RECORDS PROVIDED below:

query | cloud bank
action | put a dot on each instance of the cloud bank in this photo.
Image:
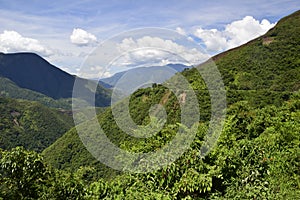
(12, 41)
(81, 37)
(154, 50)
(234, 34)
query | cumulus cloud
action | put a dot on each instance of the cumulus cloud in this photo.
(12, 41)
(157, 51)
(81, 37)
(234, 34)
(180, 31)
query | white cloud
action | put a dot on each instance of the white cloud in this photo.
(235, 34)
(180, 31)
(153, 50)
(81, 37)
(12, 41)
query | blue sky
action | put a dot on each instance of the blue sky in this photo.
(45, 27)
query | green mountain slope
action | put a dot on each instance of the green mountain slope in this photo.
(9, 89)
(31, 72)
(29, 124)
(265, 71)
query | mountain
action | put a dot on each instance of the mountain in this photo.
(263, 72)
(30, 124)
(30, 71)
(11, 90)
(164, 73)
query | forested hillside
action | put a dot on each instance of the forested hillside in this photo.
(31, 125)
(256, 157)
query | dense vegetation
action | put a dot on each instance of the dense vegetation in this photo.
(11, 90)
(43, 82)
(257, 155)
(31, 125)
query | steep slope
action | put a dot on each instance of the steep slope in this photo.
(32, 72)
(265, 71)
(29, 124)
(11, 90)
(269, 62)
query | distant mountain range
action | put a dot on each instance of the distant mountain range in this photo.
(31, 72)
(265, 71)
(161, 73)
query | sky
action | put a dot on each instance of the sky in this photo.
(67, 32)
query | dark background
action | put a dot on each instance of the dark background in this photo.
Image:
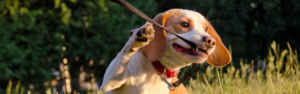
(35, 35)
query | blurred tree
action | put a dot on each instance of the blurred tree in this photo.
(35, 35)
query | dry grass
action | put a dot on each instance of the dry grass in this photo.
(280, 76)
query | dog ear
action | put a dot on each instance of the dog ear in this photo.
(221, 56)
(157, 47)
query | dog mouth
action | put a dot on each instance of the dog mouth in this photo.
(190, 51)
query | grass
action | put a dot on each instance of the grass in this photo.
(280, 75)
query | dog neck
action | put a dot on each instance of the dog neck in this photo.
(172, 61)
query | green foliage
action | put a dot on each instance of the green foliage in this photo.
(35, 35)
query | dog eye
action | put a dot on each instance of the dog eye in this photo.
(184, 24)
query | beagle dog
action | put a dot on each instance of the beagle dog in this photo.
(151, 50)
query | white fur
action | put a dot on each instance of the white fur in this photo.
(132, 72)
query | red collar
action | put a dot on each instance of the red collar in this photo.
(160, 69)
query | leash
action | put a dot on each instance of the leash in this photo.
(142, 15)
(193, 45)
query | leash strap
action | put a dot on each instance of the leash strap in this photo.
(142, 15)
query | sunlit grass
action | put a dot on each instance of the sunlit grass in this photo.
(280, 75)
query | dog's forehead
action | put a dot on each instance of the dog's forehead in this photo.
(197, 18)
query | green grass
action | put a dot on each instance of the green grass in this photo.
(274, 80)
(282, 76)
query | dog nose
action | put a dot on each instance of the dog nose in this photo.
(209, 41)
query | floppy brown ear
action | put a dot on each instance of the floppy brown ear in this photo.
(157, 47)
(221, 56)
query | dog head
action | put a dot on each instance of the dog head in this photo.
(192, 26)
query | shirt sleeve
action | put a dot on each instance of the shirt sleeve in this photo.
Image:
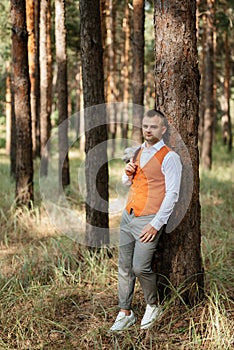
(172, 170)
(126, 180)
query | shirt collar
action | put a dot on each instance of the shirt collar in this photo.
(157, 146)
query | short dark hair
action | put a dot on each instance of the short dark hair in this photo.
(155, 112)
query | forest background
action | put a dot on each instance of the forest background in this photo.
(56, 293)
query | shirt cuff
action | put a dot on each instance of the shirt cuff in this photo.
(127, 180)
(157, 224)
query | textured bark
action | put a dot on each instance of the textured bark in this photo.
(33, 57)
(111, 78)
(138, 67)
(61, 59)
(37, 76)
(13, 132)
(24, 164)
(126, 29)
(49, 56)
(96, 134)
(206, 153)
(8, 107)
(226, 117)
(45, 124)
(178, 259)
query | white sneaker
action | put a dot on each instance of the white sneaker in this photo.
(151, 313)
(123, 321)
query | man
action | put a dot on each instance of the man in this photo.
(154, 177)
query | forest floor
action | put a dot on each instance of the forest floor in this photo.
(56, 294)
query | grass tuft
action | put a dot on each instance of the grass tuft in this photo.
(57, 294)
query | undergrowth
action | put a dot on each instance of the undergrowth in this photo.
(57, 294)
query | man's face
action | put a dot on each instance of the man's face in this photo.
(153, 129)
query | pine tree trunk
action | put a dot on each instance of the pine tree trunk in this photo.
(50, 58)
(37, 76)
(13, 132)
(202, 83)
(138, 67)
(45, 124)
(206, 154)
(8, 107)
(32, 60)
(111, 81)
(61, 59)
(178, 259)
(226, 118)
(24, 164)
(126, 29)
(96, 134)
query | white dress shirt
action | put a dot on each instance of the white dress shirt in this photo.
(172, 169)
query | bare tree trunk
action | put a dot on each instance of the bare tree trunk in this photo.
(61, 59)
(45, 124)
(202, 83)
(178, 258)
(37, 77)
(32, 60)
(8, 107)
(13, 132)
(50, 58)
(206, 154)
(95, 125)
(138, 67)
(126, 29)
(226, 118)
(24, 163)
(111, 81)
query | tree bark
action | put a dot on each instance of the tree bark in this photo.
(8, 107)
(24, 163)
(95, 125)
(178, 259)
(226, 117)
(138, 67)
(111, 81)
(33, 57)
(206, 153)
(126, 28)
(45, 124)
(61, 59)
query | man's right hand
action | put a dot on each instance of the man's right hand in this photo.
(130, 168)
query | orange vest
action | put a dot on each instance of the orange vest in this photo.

End of RECORDS PROVIDED.

Say how many of the lines above include the word "sleeve", giving the figure alone.

2